(Given task):
Put every line of the data below into a numbered list, leaving out any blank lines.

(Items):
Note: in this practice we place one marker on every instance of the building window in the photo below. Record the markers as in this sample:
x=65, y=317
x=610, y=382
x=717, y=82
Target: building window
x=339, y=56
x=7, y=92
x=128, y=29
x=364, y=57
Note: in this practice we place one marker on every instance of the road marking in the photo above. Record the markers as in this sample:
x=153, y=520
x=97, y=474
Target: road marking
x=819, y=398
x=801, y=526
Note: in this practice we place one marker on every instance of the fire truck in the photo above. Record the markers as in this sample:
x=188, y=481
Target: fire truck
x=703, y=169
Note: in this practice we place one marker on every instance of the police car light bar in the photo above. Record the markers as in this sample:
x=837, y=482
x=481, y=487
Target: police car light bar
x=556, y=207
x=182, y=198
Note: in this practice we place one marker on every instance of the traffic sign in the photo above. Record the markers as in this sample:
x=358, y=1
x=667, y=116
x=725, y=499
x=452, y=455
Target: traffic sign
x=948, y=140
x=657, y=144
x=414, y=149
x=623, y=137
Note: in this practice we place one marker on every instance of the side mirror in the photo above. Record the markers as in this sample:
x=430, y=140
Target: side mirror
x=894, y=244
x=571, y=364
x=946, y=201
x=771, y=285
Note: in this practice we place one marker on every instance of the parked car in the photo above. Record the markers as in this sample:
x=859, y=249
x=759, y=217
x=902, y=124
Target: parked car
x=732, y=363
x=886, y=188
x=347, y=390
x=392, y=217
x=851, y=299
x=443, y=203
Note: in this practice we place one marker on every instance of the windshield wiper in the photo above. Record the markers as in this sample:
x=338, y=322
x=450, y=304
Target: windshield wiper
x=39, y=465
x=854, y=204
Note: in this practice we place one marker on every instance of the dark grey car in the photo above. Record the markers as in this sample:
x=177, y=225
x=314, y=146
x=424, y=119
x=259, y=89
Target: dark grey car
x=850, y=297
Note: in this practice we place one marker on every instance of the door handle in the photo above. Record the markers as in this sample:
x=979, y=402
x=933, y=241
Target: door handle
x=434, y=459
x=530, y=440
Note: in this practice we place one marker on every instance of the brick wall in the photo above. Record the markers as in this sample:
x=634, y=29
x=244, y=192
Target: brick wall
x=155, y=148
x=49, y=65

(The completed task):
1. Note: in this practice we place one marker on every instance of the building window in the photo below. Record the markers as in this sample:
2. x=65, y=317
3. x=610, y=382
4. x=717, y=82
5. Target: building window
6. x=339, y=56
7. x=7, y=92
8. x=128, y=29
9. x=364, y=57
10. Note: in this practice we place one marker on every instance of the road marking in the photo above. Record the markers as in this sample:
11. x=153, y=520
12. x=97, y=474
13. Target: road marking
14. x=819, y=398
15. x=801, y=526
16. Note: in this practice we place one marker on every instance of the fire truck in the photo above. Record the markers as in this sample:
17. x=188, y=481
18. Target: fire truck
19. x=703, y=169
20. Note: in this practice we place one marker on every instance of the police car light bar in the photo above. Record the markers as in this sample:
21. x=837, y=482
22. x=481, y=487
23. Target: police car light bar
24. x=556, y=207
25. x=182, y=198
26. Note: in this practice we place one marker on every instance of the traffic sign in the photo above. Record the markers as in this sample:
27. x=358, y=1
28. x=667, y=116
29. x=725, y=499
30. x=452, y=455
31. Target: traffic sign
32. x=948, y=140
33. x=657, y=144
34. x=414, y=149
35. x=623, y=137
36. Note: in this practice we place one marker on every instance of the side mirror in the photo above. Record the markers as in this sample:
37. x=430, y=140
38. Target: side mirror
39. x=894, y=244
40. x=571, y=364
41. x=946, y=201
42. x=771, y=285
43. Note: in this practice we place one marker on every instance of the parked car in the photo above. Record the markers as in this sample:
44. x=859, y=249
45. x=759, y=217
46. x=902, y=124
47. Target: parked car
48. x=732, y=363
49. x=886, y=188
50. x=347, y=390
51. x=392, y=217
52. x=851, y=299
53. x=443, y=203
54. Note: in this practice we place one marker on every instance of the windshield wiper in the photo above. Record the markers as in this sample:
55. x=338, y=322
56. x=450, y=304
57. Target: windshield wiper
58. x=39, y=465
59. x=854, y=204
60. Note: in this practice we place one marker on every instance of the dark grey car in the photo above. Record the markers as in this sample:
61. x=177, y=225
62. x=314, y=146
63. x=424, y=119
64. x=259, y=89
65. Target: dark grey car
66. x=850, y=297
67. Note: in this practice we place one marker on every instance of the door handle in the photo above. Record the markers as in this sample:
68. x=979, y=402
69. x=933, y=241
70. Target: door handle
71. x=434, y=459
72. x=530, y=440
73. Note: in this practice we place one marker on every instance of the brick wall in the photo above. Record the markers as in this sample:
74. x=634, y=29
75. x=244, y=192
76. Target: brick wall
77. x=155, y=148
78. x=49, y=65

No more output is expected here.